# Text excerpt start

StAugustine_041420.png

Faith & Culture is the journal of the Augustine Institute’s Graduate School of Theology. Its mission is to share the “joy in the truth” which our patron St. Augustine called “the good that all men seek.”


Truth is Stranger than Fiction

Truth is Stranger than Fiction

It is said, quite truly, that truth is stranger than fiction. It is, however, equally true to say that the strangest thing in fiction is the truth. This is not to say that truth is strange to fiction and is strange when we find it there. Quite the contrary. It belongs in fiction as an integral and inextricable part of the story; so much so, that we can talk about truth as being the very heart of the story, the invisible yet palpable force that infuses the fictional narrative with the life-blood of meaning. No, the reason that the strangest thing in fiction is the truth, is that the truth in fiction is beguilingly elusive whilst being immanently present. Although it is the very life of a story, it is all too easy to neglect or deny its presence, or even its existence. It is, therefore, essential that we learn to see the truth in fiction and to recognise its role as the conveyer of applicable meaning, the bridge that connects the fictional story with the real story in which we are living.

So how do we recognise the truth in fiction? First, as in life, we need to distinguish between the two types of truth; between the physical facts and the deeper metaphysical truth. With regard to the former, every fictional story must conform to the facts that govern our lives in this world. We have to be able to recognise reality in the fictional characters that are introduced to us by the author. They have to be believable; they must be credible. They have to be real people even if they are only realized in the imagination. Furthermore, the real imaginary characters have to live in real, believable places. If, for instance, we are reading an historical novel about the wild west, we will not tolerate our gun-toting hero, riding home from the range at sundown and switching on the television with the remote! Even fiction must conform to believable fact. And this rule must be followed even in the realm of fantasy or science fiction. If an eight-headed monster attacks a five-legged alien, in a landscape of orange mountains capped with purple snow under a turquoise sky resplendent with green clouds, we will still picture in our mind’s eye real heads, however ugly, and real legs, however oddly positioned beneath the torso. We will know or presume, unless told otherwise, that the head contains eyes and a mouth, and the legs are for walking, or perhaps running as fast as possible considering the nature of the eight-headed beast in hot pursuit. The mountains will be mountains, regardless of their colour, and the clouds will be clouds. We can change the colour of things, or multiply them, but the things are still things that are facts in our world. If the alien landscape is so alien that we can’t imagine it, the story will be unintelligible, and indeed untellable.

# Text excerpt end

§ Goals
(1) Filter the listing and copy out each line that contains the string "tree".
(2) Proceed with the essay on truth in fiction, writing on from its final sentence.
The essay on truth in fiction and the listing after it are unrelated material.

# Raw records start

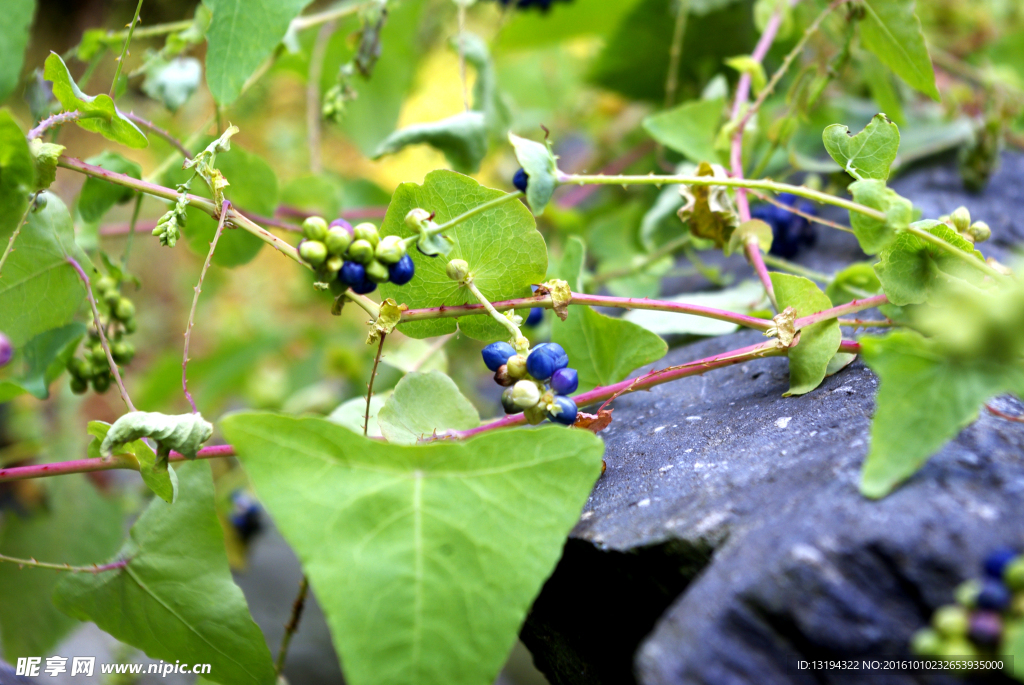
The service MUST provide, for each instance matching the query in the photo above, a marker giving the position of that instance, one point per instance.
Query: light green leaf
(425, 558)
(910, 269)
(183, 433)
(502, 246)
(818, 343)
(689, 128)
(924, 400)
(602, 349)
(243, 35)
(423, 404)
(873, 234)
(462, 137)
(867, 155)
(892, 31)
(97, 196)
(40, 291)
(542, 169)
(42, 359)
(175, 598)
(156, 473)
(98, 113)
(79, 527)
(14, 32)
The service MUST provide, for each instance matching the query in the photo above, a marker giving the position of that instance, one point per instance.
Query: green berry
(360, 251)
(337, 240)
(390, 250)
(314, 228)
(312, 252)
(367, 231)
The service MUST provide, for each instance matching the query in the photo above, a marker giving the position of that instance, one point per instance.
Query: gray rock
(727, 539)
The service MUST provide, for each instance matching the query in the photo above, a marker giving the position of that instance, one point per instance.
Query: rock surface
(727, 539)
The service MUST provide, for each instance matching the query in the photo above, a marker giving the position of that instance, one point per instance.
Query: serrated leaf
(423, 404)
(602, 349)
(542, 171)
(689, 128)
(818, 343)
(502, 246)
(459, 537)
(183, 433)
(462, 137)
(910, 269)
(42, 359)
(873, 234)
(97, 196)
(175, 599)
(242, 35)
(892, 31)
(97, 113)
(39, 290)
(79, 526)
(924, 400)
(867, 155)
(156, 473)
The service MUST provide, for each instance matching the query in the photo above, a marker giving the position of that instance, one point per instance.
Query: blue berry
(564, 381)
(993, 596)
(520, 179)
(997, 561)
(401, 271)
(545, 359)
(496, 354)
(564, 412)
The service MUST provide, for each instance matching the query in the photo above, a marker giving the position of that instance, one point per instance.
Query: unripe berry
(367, 231)
(314, 228)
(312, 252)
(391, 249)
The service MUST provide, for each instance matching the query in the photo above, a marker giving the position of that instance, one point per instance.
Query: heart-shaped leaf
(458, 537)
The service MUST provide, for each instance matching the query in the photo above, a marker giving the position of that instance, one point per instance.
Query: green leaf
(17, 176)
(924, 400)
(873, 234)
(818, 343)
(156, 473)
(39, 290)
(98, 196)
(175, 599)
(542, 171)
(892, 31)
(910, 269)
(77, 527)
(42, 360)
(502, 246)
(242, 36)
(689, 129)
(423, 404)
(602, 349)
(97, 113)
(183, 433)
(14, 32)
(867, 155)
(425, 558)
(463, 139)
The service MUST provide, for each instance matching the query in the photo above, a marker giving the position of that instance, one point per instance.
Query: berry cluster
(356, 258)
(974, 626)
(117, 315)
(537, 384)
(790, 231)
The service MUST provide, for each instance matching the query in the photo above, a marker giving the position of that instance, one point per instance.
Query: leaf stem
(124, 49)
(102, 336)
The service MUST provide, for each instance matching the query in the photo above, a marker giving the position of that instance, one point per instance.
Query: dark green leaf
(175, 599)
(459, 537)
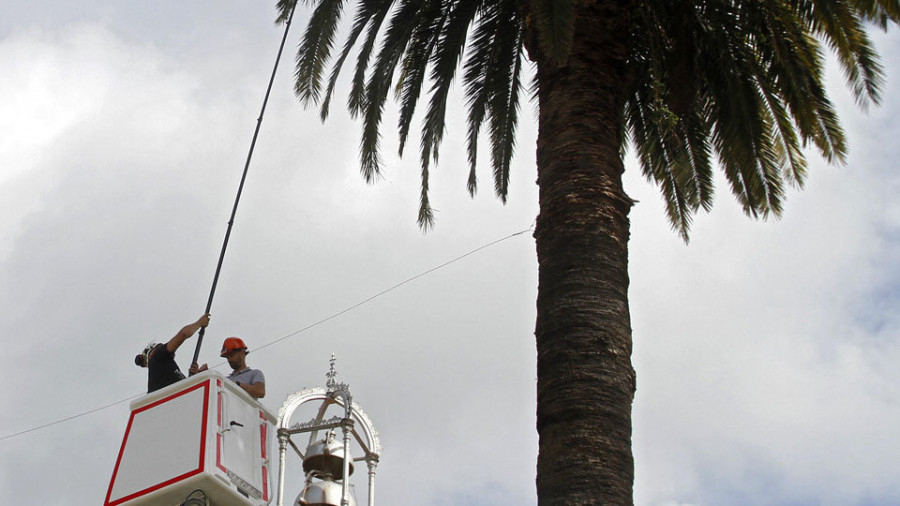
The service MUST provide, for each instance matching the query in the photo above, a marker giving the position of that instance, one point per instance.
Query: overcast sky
(766, 352)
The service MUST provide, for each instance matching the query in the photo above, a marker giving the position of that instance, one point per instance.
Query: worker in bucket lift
(159, 358)
(251, 380)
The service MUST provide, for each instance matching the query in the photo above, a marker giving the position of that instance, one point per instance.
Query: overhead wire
(292, 334)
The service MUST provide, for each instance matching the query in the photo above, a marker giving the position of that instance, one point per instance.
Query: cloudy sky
(766, 352)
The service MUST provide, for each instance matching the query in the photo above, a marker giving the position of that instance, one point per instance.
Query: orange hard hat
(231, 344)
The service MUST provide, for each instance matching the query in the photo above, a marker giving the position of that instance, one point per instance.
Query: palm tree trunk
(585, 379)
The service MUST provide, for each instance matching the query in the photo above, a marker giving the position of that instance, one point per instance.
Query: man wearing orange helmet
(251, 380)
(159, 358)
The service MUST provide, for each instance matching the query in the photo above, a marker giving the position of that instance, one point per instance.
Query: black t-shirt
(163, 371)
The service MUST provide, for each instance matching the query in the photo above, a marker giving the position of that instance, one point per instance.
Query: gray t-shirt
(247, 376)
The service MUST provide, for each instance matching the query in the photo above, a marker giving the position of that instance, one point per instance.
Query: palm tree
(687, 85)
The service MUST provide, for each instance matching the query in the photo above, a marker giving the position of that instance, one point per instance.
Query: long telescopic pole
(237, 198)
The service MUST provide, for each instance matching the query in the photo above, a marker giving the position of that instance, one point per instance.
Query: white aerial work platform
(203, 433)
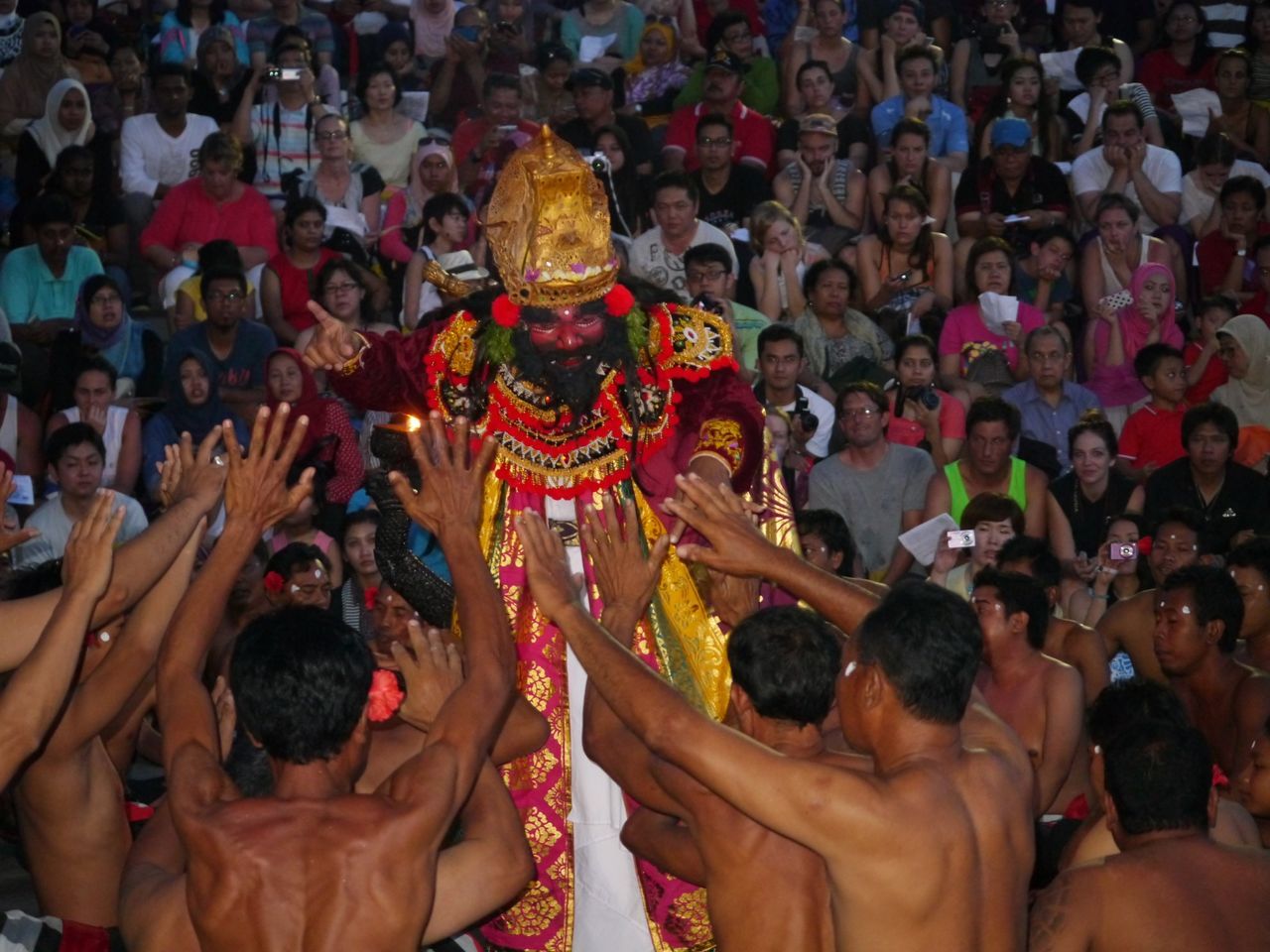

# Raw records end

§ Final results
(1)
Query: palm tree trunk
Query: palm tree

(2)
So much for the physical facts, the solid material, or nitty-gritty, with which the story is told; what about the metaphysical truth that breathes the breath of life and meaning into the story? This is more difficult to discern because it depends upon our own ability to see it. We all recognise a cloud when we see one but we don’t always recognise a philosophy, even when the philosophy is much less nebulous than the cloud. If we are blind to metaphysics, we will not see the metaphysical truth pulsating through a story even if it stares us in the face. And this is the problem facing modern man in his reading, or misreading, of classic literature. He no longer sees as the author of the novel sees and is therefore blind to the deepest meaning that the author’s work reveals.

The modern critic is bogged down in Dante’s inferno because he doesn’t see the efficacious and edifying power of repentance in Dante’s purgatory. He is stranded in hell because he doesn’t understand the theological brilliance of Dante’s vision of heaven. Moving into the age of the novel, the modern critic sees only the decorative decorum of the social etiquette of Jane Austen’s novels and not the decorous dignity of the edifying Christian morality that transcends the ornamental trappings. He sees only the highly-strung emotions of the characters in the romantic novels of the Brontë sisters without perceiving the orthodox Christianity that informs the works. He sees only the (homo)sexual undertones of Brideshead Revisited and not the workings of divine grace that is the supernatural thread binding the novel together. He sees The Lord of the Rings as an escapist fantasy not as “a fundamentally religious and Catholic work”, to quote the author’s own description of his timeless epic.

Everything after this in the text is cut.